◆ Brano da leggere:
Seguito a scendere e sulla destra manca Bambina…non incontro anima viva per un altro bel pezzo, sotto al balcone di Giustina, la bravissima sarta che ci faceva i vestiti quando eravamo piccoli, alzo lo sguardo e mi manca chiamarla, aspettare che, gioiosa si affacci e mi chiami “Pacicia” perché così mi chiamavo da piccola.

Arrivo giù e Maria mi accoglie con una battuta, un abbraccio e l’odore del sugo che “ pippia “ in pentola. Poso il borsone e iniziamo a raccontarci le cose mentre apparecchio e lei scola la pasta… C’è un bel sole e la cucina è fresca, la tenda con la porta aperta lascia passare l’aria e restituisce a questo mondo una vivibilità più a dimensione umana.

Dopo mangiato mi siedo su un gradino fuori ed inizio a guardare la Selva, rivedo la lupa che la leggenda indica come uno dei miracoli di San Domenico. Il lupo aveva preso il bimbo ad una madre e San Domenico ordinò di renderglielo. Così la lupa restò sulla montagna pietrificata in un masso che ne ricorda la forma.

◆ Voci fornite:
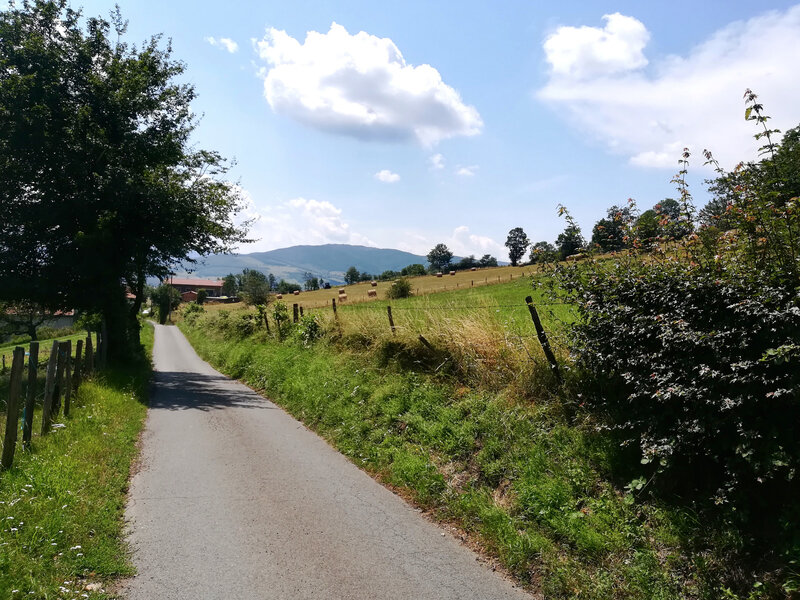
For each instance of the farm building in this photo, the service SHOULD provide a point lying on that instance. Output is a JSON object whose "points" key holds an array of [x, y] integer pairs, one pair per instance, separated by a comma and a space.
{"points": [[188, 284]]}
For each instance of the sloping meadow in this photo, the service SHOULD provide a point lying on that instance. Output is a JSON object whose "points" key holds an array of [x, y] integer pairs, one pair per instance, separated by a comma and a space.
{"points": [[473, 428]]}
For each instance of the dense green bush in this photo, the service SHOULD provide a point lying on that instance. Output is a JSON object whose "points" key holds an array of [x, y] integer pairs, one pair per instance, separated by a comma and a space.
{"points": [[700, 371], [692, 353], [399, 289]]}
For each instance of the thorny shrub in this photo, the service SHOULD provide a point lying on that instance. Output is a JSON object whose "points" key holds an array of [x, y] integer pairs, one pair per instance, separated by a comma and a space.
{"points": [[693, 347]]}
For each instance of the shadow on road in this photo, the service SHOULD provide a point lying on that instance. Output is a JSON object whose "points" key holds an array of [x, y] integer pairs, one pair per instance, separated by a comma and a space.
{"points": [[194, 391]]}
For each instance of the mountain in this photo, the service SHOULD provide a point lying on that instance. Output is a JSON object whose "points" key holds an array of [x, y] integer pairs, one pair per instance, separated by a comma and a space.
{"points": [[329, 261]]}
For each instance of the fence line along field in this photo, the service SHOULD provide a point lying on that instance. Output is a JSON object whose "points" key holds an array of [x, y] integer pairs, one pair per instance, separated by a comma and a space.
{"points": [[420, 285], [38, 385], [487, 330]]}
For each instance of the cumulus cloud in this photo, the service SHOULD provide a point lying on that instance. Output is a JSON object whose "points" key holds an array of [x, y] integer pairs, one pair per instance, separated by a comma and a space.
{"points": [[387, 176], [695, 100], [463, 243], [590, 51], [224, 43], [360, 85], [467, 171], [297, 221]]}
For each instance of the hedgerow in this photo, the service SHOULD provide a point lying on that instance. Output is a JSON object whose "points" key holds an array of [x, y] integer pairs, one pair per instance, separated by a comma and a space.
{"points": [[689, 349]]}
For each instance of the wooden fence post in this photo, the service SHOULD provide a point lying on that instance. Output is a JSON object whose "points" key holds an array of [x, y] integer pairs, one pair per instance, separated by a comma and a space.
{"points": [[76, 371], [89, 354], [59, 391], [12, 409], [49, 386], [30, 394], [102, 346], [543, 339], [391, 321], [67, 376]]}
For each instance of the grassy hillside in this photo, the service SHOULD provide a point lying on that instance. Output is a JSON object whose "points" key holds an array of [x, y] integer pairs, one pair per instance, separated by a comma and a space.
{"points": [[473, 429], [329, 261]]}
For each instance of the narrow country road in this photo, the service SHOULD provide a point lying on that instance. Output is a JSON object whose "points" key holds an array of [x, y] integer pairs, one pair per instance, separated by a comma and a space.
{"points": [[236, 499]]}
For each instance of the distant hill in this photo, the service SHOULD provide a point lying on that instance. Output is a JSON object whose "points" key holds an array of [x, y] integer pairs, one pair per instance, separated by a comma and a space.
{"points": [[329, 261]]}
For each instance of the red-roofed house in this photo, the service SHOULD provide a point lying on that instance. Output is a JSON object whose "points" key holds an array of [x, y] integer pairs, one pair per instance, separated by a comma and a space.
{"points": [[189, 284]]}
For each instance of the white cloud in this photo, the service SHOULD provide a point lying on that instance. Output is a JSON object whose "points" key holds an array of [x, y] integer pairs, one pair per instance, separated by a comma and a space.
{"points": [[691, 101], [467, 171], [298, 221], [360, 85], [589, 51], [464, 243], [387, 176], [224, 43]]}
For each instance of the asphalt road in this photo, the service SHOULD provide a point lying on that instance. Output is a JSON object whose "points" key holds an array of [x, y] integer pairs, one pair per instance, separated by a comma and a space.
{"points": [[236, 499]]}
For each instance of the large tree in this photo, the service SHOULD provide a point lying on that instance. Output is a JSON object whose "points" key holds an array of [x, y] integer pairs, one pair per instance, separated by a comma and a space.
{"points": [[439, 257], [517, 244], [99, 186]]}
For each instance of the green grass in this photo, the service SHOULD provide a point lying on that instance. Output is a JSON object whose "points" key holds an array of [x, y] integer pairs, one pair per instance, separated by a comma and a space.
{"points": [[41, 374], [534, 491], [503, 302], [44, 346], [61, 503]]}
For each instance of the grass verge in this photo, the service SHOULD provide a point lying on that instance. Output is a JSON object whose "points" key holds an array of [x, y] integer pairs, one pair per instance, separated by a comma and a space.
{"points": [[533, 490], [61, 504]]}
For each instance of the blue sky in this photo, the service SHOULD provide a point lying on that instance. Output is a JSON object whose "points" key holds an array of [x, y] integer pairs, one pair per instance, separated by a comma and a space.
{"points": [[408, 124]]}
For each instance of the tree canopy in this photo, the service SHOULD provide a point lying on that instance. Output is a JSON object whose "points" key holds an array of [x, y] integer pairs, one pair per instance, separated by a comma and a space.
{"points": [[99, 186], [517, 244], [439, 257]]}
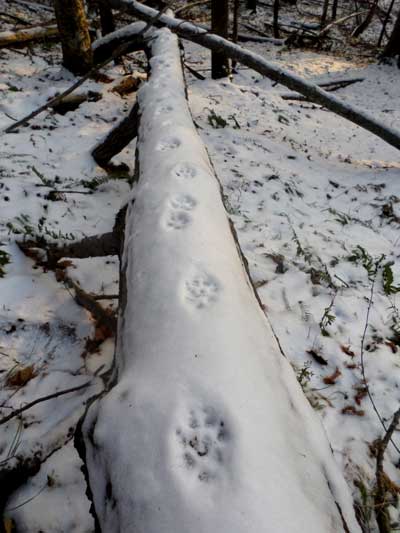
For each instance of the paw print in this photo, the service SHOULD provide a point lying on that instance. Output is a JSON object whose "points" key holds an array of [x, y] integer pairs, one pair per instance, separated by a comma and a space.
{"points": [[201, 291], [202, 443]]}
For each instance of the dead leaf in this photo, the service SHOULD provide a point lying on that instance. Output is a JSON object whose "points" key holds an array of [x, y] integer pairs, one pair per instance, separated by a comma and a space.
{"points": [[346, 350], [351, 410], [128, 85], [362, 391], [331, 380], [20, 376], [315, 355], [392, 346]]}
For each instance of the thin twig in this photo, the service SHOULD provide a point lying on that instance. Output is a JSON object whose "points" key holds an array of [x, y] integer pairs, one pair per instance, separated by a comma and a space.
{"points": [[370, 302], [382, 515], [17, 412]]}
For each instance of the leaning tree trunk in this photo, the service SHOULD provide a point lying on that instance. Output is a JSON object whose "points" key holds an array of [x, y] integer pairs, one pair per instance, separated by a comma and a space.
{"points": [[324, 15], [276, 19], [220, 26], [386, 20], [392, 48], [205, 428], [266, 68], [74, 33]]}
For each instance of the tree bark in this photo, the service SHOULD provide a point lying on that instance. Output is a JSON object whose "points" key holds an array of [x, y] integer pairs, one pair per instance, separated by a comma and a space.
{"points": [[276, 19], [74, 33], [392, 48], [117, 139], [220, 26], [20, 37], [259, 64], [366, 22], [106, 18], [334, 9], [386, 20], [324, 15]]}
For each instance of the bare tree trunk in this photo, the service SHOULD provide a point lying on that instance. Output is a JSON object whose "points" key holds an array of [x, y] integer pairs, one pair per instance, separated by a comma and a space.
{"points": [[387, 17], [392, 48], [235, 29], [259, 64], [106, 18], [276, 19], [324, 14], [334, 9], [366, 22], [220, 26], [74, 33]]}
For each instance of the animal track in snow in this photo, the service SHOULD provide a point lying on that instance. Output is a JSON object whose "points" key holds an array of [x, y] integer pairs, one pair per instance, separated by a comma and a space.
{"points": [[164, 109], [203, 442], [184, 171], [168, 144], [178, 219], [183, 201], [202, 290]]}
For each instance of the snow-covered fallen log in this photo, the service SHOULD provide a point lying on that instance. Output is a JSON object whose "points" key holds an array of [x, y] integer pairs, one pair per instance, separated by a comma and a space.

◆ Esercizio proposto 1: Ricopia dal brano il passo che va da "Seguito a scendere" fino a "chiamavo da piccola." compreso.
◆ Esercizio proposto 2: Secondo la leggenda ricordata nel brano, che cosa ordinò San Domenico al lupo?
Le voci provengono da un'altra fonte rispetto al brano.

◆ Soluzione svolta 1:
Seguito a scendere e sulla destra manca Bambina…non incontro anima viva per un altro bel pezzo, sotto al balcone di Giustina, la bravissima sarta che ci faceva i vestiti quando eravamo piccoli, alzo lo sguardo e mi manca chiamarla, aspettare che, gioiosa si affacci e mi chiami “Pacicia” perché così mi chiamavo da piccola.

◆ Soluzione svolta 2: Gli ordinò di rendere il bimbo che aveva preso a una madre.